What needs to be done – Please retype the listing below word for word, omitting the pictures.

[Point labeling examples]
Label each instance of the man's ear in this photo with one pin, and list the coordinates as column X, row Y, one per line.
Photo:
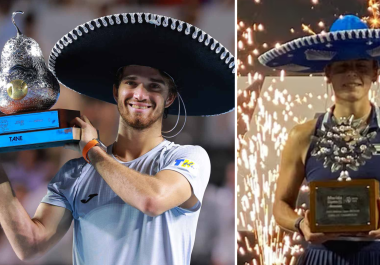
column 115, row 93
column 170, row 100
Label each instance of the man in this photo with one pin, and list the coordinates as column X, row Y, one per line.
column 138, row 200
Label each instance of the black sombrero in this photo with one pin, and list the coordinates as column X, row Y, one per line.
column 87, row 58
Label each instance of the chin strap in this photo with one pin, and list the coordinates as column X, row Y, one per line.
column 179, row 113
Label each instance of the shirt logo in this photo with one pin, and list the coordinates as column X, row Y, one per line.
column 90, row 197
column 184, row 163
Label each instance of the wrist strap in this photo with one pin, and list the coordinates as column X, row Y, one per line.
column 297, row 225
column 87, row 148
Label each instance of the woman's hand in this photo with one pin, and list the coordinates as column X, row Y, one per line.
column 314, row 238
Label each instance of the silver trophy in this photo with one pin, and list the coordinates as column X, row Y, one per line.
column 27, row 91
column 348, row 206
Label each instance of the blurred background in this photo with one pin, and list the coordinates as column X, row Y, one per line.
column 30, row 171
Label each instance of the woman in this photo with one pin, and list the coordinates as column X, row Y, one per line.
column 348, row 55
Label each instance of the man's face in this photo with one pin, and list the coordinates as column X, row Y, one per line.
column 142, row 96
column 351, row 80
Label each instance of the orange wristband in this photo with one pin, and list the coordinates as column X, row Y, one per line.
column 87, row 148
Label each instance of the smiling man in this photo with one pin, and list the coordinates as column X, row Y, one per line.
column 138, row 200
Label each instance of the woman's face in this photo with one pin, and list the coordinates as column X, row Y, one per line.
column 351, row 80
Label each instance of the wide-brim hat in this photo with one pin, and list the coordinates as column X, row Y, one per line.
column 349, row 38
column 87, row 58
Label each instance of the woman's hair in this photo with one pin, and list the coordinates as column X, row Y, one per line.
column 168, row 81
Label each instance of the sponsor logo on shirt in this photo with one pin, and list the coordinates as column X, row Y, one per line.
column 184, row 163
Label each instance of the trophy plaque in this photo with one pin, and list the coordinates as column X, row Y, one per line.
column 27, row 91
column 344, row 205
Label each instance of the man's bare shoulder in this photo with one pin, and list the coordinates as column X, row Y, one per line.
column 301, row 133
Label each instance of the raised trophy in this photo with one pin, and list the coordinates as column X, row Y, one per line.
column 344, row 205
column 27, row 91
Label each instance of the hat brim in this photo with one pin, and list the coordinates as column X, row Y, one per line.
column 87, row 58
column 312, row 54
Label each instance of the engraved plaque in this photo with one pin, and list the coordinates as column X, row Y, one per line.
column 344, row 206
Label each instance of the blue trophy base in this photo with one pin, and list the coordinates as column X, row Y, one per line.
column 36, row 130
column 39, row 139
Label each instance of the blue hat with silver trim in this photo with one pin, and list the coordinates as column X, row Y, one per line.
column 349, row 38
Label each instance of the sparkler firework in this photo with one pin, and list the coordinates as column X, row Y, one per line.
column 269, row 110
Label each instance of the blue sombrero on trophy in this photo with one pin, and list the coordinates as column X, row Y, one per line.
column 349, row 39
column 88, row 57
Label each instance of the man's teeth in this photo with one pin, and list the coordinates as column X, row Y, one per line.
column 139, row 107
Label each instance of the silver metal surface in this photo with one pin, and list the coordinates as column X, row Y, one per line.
column 26, row 84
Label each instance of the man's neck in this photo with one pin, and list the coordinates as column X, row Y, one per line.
column 360, row 109
column 132, row 143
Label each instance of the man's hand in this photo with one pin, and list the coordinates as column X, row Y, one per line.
column 315, row 238
column 88, row 132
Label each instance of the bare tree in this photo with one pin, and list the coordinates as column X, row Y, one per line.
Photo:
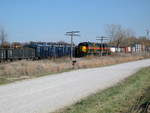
column 3, row 35
column 116, row 34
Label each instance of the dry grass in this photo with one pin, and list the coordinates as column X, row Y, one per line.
column 44, row 67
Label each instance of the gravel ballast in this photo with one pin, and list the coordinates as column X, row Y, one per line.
column 50, row 93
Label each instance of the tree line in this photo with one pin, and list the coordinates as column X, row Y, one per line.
column 117, row 36
column 120, row 37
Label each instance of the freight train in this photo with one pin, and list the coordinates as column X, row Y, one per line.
column 88, row 48
column 52, row 50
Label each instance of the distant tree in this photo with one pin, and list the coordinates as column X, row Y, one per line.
column 120, row 37
column 116, row 34
column 3, row 35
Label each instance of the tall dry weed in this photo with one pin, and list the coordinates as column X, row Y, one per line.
column 30, row 68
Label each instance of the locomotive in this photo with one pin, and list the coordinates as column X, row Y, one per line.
column 52, row 50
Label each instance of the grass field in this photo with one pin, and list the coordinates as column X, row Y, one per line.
column 129, row 96
column 26, row 69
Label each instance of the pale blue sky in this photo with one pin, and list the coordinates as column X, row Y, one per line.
column 48, row 20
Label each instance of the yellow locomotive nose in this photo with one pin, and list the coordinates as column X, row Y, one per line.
column 83, row 49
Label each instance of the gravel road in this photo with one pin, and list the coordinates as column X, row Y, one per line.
column 49, row 93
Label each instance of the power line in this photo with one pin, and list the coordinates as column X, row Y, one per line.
column 148, row 31
column 72, row 33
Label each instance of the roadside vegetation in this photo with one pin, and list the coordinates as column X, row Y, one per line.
column 129, row 96
column 25, row 69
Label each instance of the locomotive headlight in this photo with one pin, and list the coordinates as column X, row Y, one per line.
column 83, row 48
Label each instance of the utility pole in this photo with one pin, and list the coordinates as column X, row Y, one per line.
column 101, row 38
column 72, row 33
column 147, row 36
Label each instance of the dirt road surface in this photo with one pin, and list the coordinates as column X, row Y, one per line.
column 50, row 93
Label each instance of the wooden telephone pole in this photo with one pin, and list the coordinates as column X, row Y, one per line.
column 72, row 33
column 101, row 38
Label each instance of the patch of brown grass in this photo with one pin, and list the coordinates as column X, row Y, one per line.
column 40, row 67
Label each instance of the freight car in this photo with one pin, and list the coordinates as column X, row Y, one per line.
column 88, row 48
column 50, row 50
column 13, row 54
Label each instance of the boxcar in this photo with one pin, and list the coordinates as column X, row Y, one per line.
column 20, row 53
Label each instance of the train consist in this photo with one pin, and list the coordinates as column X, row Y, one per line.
column 88, row 48
column 52, row 50
column 129, row 49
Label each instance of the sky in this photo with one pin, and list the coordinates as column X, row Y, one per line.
column 49, row 20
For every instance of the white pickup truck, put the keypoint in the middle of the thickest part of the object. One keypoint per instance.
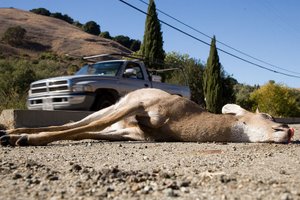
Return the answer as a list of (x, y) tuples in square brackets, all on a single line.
[(96, 86)]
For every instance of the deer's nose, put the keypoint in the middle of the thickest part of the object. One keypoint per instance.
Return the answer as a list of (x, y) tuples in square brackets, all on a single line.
[(280, 127)]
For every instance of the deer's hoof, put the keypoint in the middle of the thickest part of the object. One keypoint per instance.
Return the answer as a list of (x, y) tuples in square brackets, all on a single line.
[(2, 132), (4, 140), (22, 141)]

Answer to the problem –
Label each instance of the man's ear in this photo with one pin, and list the coordinates as column X, row Y, one per line.
Photo:
column 115, row 93
column 170, row 100
Label each instance of the man in this photo with one pin, and list the coordinates as column X, row Y, one per line.
column 138, row 200
Label each instance of the black sombrero in this photo with one pin, and list the coordinates as column X, row Y, one per line.
column 87, row 58
Label each instance of the chin strap in this photo with one pin, and list the coordinates as column X, row Y, one per line.
column 179, row 113
Label each instance of the shirt logo in this photo with one pin, and list the coordinates as column X, row Y, one per line.
column 90, row 197
column 184, row 163
Label each instance of the wrist strap in this photo with one pin, and list the coordinates as column X, row Y, one per line.
column 297, row 225
column 87, row 148
Label each instance of the woman's hand in this photo with one pin, and list the coordinates as column X, row Y, one per line.
column 314, row 238
Label each instance of the silver trophy in this photo with one pin, and list the coordinates as column X, row Y, one per line.
column 27, row 91
column 348, row 206
Label each instance of the blurred background in this photo with one pin, and list the coordinates as column X, row Y, one per line.
column 30, row 171
Label each instance of the woman in this photo with one pin, and list the coordinates as column X, row Y, one per line.
column 348, row 55
Label each instance of the man's face in this photo with one pin, and list the coordinates as column X, row Y, one per line.
column 142, row 96
column 351, row 80
Label each instance of the orange wristband in this photo with one pin, and list the coordinates as column X, row Y, one per line.
column 87, row 148
Label each instance of the smiling man in this photo with one pin, and list the coordinates as column X, row Y, one per line.
column 138, row 200
Label each instance of the woman's face in this photo with one pin, and list the coordinates as column X, row Y, one per line.
column 351, row 80
Label each instance of the wide-brim hat in this photo with one pin, and list the coordinates as column X, row Y, one per line.
column 349, row 38
column 87, row 58
Label each instance of the woman's hair in this photo with one pin, and list the coordinates as column X, row Y, one per line.
column 168, row 81
Label each instance of the sponsor logo on shirt in this photo with one pin, and list the coordinates as column X, row Y, one per line.
column 184, row 163
Label each instance of the trophy plaque in this photo with one pin, and list the coordinates as column X, row Y, one per line.
column 27, row 91
column 344, row 205
Label each instance of the man's bare shoulder in this photo with one pin, and list the coordinates as column X, row Y, one per line.
column 301, row 133
Label each instance of the raised trophy in this photo with one pin, and list the coordinates as column X, row Y, one per line.
column 344, row 205
column 27, row 91
Label each instance of the hat brim in this photo with one pin, and list the coordinates as column X, row Y, one per line.
column 87, row 58
column 312, row 54
Label each instance of the engraved plaque in this photo with one pin, and list the coordinates as column X, row Y, one per line.
column 344, row 206
Label each instance of the blue trophy base in this photo with one pin, and list the coordinates as column X, row Y, one per line.
column 36, row 130
column 39, row 139
Label each instance of the blue hat with silver trim in this photo with one pin, and list the coordinates as column X, row Y, one per line.
column 349, row 38
Label each instance of the sparkler firework in this photo with one pin, and list the coordinates as column X, row Y, one per line.
column 269, row 110
Label each instance of the blue sombrero on trophy in this photo with one pin, and list the coordinates as column X, row Y, one per line.
column 349, row 39
column 88, row 57
Label each instance of the man's teeth in this photo with one pin, and list the coordinates as column X, row Y, one per line.
column 139, row 107
Label each instance of the silver metal surface in this photo with one pin, and list the coordinates as column X, row Y, one per line.
column 26, row 84
Label each instance of the man's neck in this photo with one pin, and list the coordinates as column X, row Y, one per line.
column 360, row 109
column 132, row 143
Label each instance of the man's hand in this photo with one pin, and list the coordinates as column X, row Y, one per line.
column 315, row 238
column 88, row 132
Label each instance of the bare tree in this photo with one pin, and list the coordinates as column X, row Y, one per line.
Photo:
column 3, row 35
column 116, row 34
Label each instance of the dry grass in this photo with one pin, and list the coordinates as column X, row Y, one per line.
column 44, row 67
Label each instance of the gravel ballast in this photo with one pin, and list the coordinates as column X, row Y, one per line.
column 50, row 93
Label each instance of the tree line in this photo with one pin, and list the coordinates as column X, row Y, one per line.
column 117, row 36
column 120, row 37
Label each instance of the freight train in this photo with one pin, and list the coordinates as column X, row Y, one per line.
column 88, row 48
column 52, row 50
Label each instance of the distant tree in this photo with one pin, and list the coordinates as column X, row Y, one per line.
column 120, row 37
column 116, row 34
column 3, row 35
Label each instance of the tall dry weed in this photo with one pin, and list the coordinates as column X, row Y, one per line.
column 30, row 68
Label each instance of the locomotive in this photo with one pin, and list the coordinates as column X, row Y, one per line.
column 52, row 50
Label each instance of the grass field in this photo with one pin, and list the coordinates as column X, row Y, one per line.
column 129, row 96
column 26, row 69
Label each instance of the pale blue sky in this photo with one pin, and list the coordinates as column X, row Y, one per line.
column 48, row 20
Label each instance of the yellow locomotive nose in this photo with one pin, and list the coordinates as column X, row Y, one per line.
column 83, row 49
Label each instance of the gravel road in this photo with one pin, and list the coordinates as column X, row Y, one per line.
column 49, row 93
Label each instance of the power line in this photo with one pin, and list the coordinates as column X, row Y, one per line.
column 148, row 31
column 72, row 33
Label each instance of the roadside vegetation in this photo with one pin, and list the coordinates as column X, row Y, one per line.
column 129, row 96
column 25, row 69
Label each instance of the locomotive headlight in this photo with one pin, and list the coordinates as column X, row Y, one per line.
column 83, row 48
Label each instance of the utility pole in this photo with one pin, and list the coordinates as column X, row Y, one per line.
column 101, row 38
column 72, row 33
column 147, row 36
Label each instance of the dirt road surface in this photo with one pin, and list the coordinates as column X, row Y, one per line.
column 50, row 93
Label each instance of the wooden telephone pole in this photo with one pin, and list the coordinates as column X, row Y, one per line.
column 72, row 33
column 101, row 38
Label each instance of the patch of brown grass in this photo with one pin, and list the coordinates as column X, row Y, one per line.
column 40, row 67
Label each instance of the freight car in this photo with one pin, and list the coordinates as column X, row Y, one per line.
column 88, row 48
column 50, row 50
column 13, row 54
Label each instance of the boxcar in this photo with one pin, and list the coordinates as column X, row Y, one per line.
column 20, row 53
Label each instance of the train consist in this photo with one pin, and list the coordinates as column X, row Y, one per line.
column 88, row 48
column 52, row 50
column 129, row 49
Label each instance of the sky in this photo with one pin, and list the coordinates as column X, row Y, one per line.
column 49, row 20
For every instance of the white pickup truck, put the keypoint in the middle of the thickest part of the object. One keypoint per instance.
Return the answer as a list of (x, y) tuples in square brackets, all on a single line.
[(96, 86)]
For every instance of the deer's nose, put the keypoint in the middle of the thickest part of the object. One keypoint per instance.
Return the answer as a list of (x, y) tuples in square brackets, all on a single line.
[(280, 127)]
For every instance of the deer's hoof, put the keypoint in the middle of the thickest part of the object. One keypoint per instance.
Return the answer as a list of (x, y) tuples in square brackets, all on a single line.
[(2, 132), (4, 140), (22, 141)]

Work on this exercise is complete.